====== DOCUMENT TEXT
On appeal from a Final Decision of the Department of Community Affairs, Docket No. BHI-421-8.
NOT FOR PUBLICATION WITHOUT THE APPROVAL OF THE APPELLATE DIVISION
Before Judges Carchman and Messano.
N. Ari Weisbrot argued the cause for appellant (Phillips Nizer, LLP, attorneys; Mr. Weisbrot, of counsel and on the brief). George N. Cohen, Deputy Attorney General, argued the cause for respondent (Paula T. Dow, Attorney General, attorney; Lewis A. Scheindlin, Assistant Attorney General, of counsel; Jonathan J. Greenberg, Deputy Attorney General, on the brief).
Washington Norse, LLC (WNL), appeals from the final decision of the Department of Community Affairs (DCA) that affirmed the initial decision of the administrative law judge (ALJ). The ALJ concluded that multiple continuing violations of the Hotel and Multiple Dwelling Act (HMDL), N.J.S.A. 55:13A-1 to -28, remained unabated at WNL's property, and she assessed a $49,000 penalty. WNL contends the agency's decision was arbitrary, capricious and unreasonable, and was not supported by substantial credible evidence in the record. We affirm, but remand for the limited purpose of entering an amended order regarding the penalty imposed.
WNL owns a multi-family building containing fourty-five dwelling units at 7 Railroad Avenue in Washington Borough. On March 22, 2007, William C. Kokas, a licensed multiple-dwelling inspector for the Bureau of Housing Inspection (BHI), inspected the property. Kokas discovered 164 violations of the HMDL and recorded them on an inspection report. WNL was served with the report and advised that the violations had to be abated by June 2.
============
====== SUPPLIED MATERIAL
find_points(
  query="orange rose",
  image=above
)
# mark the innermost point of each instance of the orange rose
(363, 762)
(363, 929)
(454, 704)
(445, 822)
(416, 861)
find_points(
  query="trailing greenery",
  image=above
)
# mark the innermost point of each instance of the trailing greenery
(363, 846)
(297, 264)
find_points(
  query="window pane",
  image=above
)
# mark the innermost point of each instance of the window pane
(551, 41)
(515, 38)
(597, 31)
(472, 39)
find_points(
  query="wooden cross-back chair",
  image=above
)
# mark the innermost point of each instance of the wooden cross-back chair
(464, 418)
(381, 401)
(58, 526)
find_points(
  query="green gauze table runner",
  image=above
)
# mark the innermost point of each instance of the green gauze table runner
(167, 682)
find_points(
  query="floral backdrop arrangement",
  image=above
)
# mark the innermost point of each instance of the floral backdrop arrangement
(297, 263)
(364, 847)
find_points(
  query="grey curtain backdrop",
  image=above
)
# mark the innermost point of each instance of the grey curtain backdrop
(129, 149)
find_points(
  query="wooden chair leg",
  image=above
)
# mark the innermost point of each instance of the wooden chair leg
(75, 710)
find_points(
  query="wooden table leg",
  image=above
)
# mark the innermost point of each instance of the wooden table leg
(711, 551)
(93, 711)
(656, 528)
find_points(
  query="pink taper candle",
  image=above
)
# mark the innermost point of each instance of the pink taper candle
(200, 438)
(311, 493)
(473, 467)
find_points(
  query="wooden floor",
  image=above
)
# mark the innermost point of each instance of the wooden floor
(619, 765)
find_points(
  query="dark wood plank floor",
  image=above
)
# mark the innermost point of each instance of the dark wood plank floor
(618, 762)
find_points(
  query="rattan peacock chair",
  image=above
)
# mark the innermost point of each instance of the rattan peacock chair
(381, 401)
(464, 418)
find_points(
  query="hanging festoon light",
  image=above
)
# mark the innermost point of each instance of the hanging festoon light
============
TASKS TO COMPLETE:
[1] How many violations did the inspector record at the property, according to the appellate opinion?
[2] Repeat all of the records word for word.

ANSWERS FOR THIS EXERCISE:
[1] 164 violations.

[2]
find_points(
  query="orange rose",
  image=above
)
# mark the innermost point of each instance of the orange rose
(363, 762)
(363, 929)
(454, 704)
(445, 822)
(416, 861)
find_points(
  query="trailing greenery",
  image=above
)
# mark the innermost point of each instance of the trailing greenery
(363, 846)
(297, 264)
find_points(
  query="window pane",
  image=above
)
# mark the innermost point of each instance of the window pane
(551, 41)
(515, 38)
(597, 31)
(472, 39)
find_points(
  query="wooden cross-back chair",
  image=above
)
# mark the innermost point of each instance of the wooden cross-back chair
(464, 418)
(381, 401)
(58, 526)
find_points(
  query="green gauze table runner",
  image=above
)
# mark the innermost point of each instance of the green gauze table runner
(167, 682)
find_points(
  query="floral backdrop arrangement",
  image=above
)
# mark the innermost point of each instance of the floral backdrop arrangement
(297, 263)
(364, 847)
find_points(
  query="grey curtain backdrop",
  image=above
)
# mark the innermost point of each instance of the grey curtain backdrop
(129, 149)
find_points(
  query="wooden chair leg",
  image=above
)
# mark the innermost point of each instance of the wooden chair leg
(75, 710)
find_points(
  query="wooden table leg",
  image=above
)
# mark the innermost point of each instance of the wooden table leg
(711, 551)
(93, 711)
(656, 528)
find_points(
  query="pink taper candle",
  image=above
)
# mark the innermost point of each instance of the pink taper candle
(200, 438)
(311, 493)
(473, 467)
find_points(
  query="wooden floor",
  image=above
)
# mark the innermost point of each instance of the wooden floor
(619, 765)
find_points(
  query="dark wood plank floor",
  image=above
)
# mark the innermost point of each instance of the dark wood plank floor
(618, 762)
find_points(
  query="rattan peacock chair",
  image=above
)
# mark the innermost point of each instance of the rattan peacock chair
(381, 401)
(464, 418)
find_points(
  query="hanging festoon light",
  image=above
)
# mark the innermost point of each instance of the hanging festoon light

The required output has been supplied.